TASK: Can you copy out each of the rows below word for word, without changing a single character?

RECORDS FOR THIS EXERCISE:
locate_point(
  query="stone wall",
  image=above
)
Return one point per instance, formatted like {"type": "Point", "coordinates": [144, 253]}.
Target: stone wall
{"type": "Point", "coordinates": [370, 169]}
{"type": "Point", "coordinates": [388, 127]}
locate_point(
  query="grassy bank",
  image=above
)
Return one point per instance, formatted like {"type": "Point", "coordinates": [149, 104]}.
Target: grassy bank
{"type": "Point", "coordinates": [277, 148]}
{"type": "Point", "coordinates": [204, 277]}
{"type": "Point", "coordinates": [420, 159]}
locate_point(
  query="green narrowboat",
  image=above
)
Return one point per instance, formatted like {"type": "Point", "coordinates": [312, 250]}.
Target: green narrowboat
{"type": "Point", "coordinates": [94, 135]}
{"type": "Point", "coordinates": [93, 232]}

IN RESPONSE:
locate_point(
  query="stone wall",
  image=above
)
Return one point per instance, formatted like {"type": "Point", "coordinates": [144, 253]}.
Target: stone wall
{"type": "Point", "coordinates": [370, 169]}
{"type": "Point", "coordinates": [388, 127]}
locate_point(
  query="grassy bank",
  image=above
)
Return one point per instance, formatted like {"type": "Point", "coordinates": [149, 104]}.
Target: grassy bank
{"type": "Point", "coordinates": [277, 148]}
{"type": "Point", "coordinates": [204, 277]}
{"type": "Point", "coordinates": [420, 159]}
locate_point(
  query="green narrowboat",
  image=above
)
Return one point per instance, formatted like {"type": "Point", "coordinates": [312, 250]}.
Target: green narrowboat
{"type": "Point", "coordinates": [94, 135]}
{"type": "Point", "coordinates": [93, 232]}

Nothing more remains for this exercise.